WHAT THIS TASK INVOLVES: This exercise calls for the records to be repeated in full, exactly as written.

◆ ◆ ◆ ◆ ◆ ◆ ◆

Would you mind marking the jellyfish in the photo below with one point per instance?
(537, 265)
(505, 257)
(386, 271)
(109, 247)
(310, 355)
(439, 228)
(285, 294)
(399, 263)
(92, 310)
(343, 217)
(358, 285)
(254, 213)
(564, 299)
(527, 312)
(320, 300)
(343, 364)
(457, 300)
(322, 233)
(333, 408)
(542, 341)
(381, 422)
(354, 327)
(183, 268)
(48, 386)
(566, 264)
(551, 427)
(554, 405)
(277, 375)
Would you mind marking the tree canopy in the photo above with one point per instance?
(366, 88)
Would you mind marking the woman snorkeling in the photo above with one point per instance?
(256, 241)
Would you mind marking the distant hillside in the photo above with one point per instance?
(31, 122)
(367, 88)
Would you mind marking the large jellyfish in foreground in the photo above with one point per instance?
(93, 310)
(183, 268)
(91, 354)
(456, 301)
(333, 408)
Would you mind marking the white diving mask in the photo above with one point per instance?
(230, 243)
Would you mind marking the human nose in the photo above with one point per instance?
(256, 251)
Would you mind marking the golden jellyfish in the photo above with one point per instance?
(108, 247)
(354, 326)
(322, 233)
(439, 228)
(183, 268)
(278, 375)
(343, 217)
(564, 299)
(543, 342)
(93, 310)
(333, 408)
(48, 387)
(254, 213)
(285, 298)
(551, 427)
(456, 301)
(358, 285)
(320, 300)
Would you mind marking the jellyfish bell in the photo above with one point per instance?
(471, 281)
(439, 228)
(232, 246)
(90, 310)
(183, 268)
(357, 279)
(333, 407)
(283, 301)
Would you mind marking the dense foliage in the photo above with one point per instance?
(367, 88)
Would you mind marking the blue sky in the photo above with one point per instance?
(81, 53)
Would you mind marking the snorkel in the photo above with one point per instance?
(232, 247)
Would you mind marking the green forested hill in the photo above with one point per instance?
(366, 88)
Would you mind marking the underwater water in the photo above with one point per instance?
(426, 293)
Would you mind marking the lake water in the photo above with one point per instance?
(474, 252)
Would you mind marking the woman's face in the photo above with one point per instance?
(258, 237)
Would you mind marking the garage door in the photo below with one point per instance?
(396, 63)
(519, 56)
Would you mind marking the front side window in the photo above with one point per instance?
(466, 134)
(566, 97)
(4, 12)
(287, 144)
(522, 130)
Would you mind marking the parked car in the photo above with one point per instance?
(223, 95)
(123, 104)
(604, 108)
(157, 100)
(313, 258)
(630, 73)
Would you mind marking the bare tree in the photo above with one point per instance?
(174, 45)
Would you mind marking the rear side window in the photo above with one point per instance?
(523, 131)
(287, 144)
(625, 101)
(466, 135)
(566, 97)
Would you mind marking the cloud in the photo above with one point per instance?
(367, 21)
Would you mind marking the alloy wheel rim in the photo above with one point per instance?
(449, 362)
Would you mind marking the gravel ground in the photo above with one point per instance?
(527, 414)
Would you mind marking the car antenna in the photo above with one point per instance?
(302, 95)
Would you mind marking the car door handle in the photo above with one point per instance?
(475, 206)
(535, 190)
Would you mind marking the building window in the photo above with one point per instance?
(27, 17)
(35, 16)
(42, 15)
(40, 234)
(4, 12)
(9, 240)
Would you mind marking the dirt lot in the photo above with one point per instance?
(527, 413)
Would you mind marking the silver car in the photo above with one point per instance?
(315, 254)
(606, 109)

◆ ◆ ◆ ◆ ◆ ◆ ◆

EXERCISE RESPONSE:
Would you mind marking the jellyfish in the photo below with one point per instance?
(537, 265)
(505, 257)
(386, 271)
(109, 247)
(310, 355)
(439, 228)
(285, 294)
(399, 263)
(92, 310)
(343, 217)
(358, 285)
(254, 213)
(564, 299)
(527, 312)
(320, 300)
(343, 364)
(457, 300)
(322, 233)
(333, 408)
(542, 341)
(381, 422)
(354, 327)
(183, 268)
(48, 386)
(566, 264)
(551, 427)
(554, 405)
(277, 375)
Would you mind marking the tree canopy in the photo above with one point per instance?
(366, 88)
Would you mind marking the woman snorkeling in the photo above with one point per instance?
(256, 241)
Would you mind marking the distant hillside in the photo above with one point per instance?
(31, 122)
(367, 88)
Would you mind marking the large jellyfish in foreground in the photo above with one point per instance?
(93, 310)
(183, 268)
(91, 354)
(456, 301)
(333, 408)
Would you mind marking the white diving mask in the photo above with one point per instance?
(230, 243)
Would you mind marking the human nose in the photo above with one point per instance?
(256, 251)
Would you mind marking the golden jellyfish in the photo above with one point per instance?
(108, 247)
(354, 326)
(322, 233)
(439, 228)
(183, 268)
(278, 375)
(343, 217)
(564, 299)
(543, 342)
(93, 310)
(333, 408)
(48, 387)
(254, 213)
(285, 298)
(551, 427)
(456, 301)
(358, 285)
(320, 300)
Would you mind marking the jellyfish bell in the photo above with one point per instance?
(471, 281)
(439, 228)
(232, 246)
(90, 310)
(183, 268)
(357, 279)
(333, 407)
(283, 301)
Would you mind marking the dense foliage in the photo above with one point per instance?
(367, 88)
Would you mind marking the blue sky in the photo above with one point per instance?
(81, 53)
Would you mind marking the snorkel in the photo above with one point per instance?
(232, 247)
Would you mind marking the green forested hill in the photo above with one point per instance?
(366, 88)
Would you mind marking the underwater water in the photo above with one point per instance?
(426, 293)
Would you mind marking the lake water in the photo above with one point per instance?
(474, 252)
Would you mind marking the woman's face in the photo above with one point per instance?
(258, 237)
Would you mind marking the garage door in the photo below with one point per instance?
(396, 63)
(519, 56)
Would you mind marking the front side window in the photo above with one point per instance?
(466, 134)
(566, 97)
(4, 12)
(287, 144)
(522, 130)
Would you mind marking the parked car in the photo above with one point per instance?
(223, 95)
(123, 104)
(604, 108)
(157, 100)
(313, 258)
(630, 73)
Would you mind marking the bare tree in the photo above with one point per instance?
(174, 45)
Would you mind marking the rear side window in the photo above with one point per instance?
(523, 131)
(287, 144)
(625, 101)
(466, 135)
(566, 97)
Would you mind marking the cloud in the photo above with one point per instance?
(367, 21)
Would you mind marking the alloy wheel rim in the photo above with one point per instance?
(449, 362)
Would you mind marking the gravel ground in the photo above with one point per instance?
(527, 414)
Would you mind marking the car antenna in the photo above with one point per instance?
(302, 95)
Would you mind marking the car door handle in the photo above with one point per instance?
(475, 206)
(535, 190)
Would you mind marking the building window in the photo above with one point per instance?
(27, 17)
(35, 16)
(42, 15)
(40, 234)
(4, 12)
(9, 240)
Would you mind marking the dirt lot in the photo above with one point per instance?
(527, 413)
Would you mind marking the silver car in the photo above with one point per instance?
(315, 254)
(606, 109)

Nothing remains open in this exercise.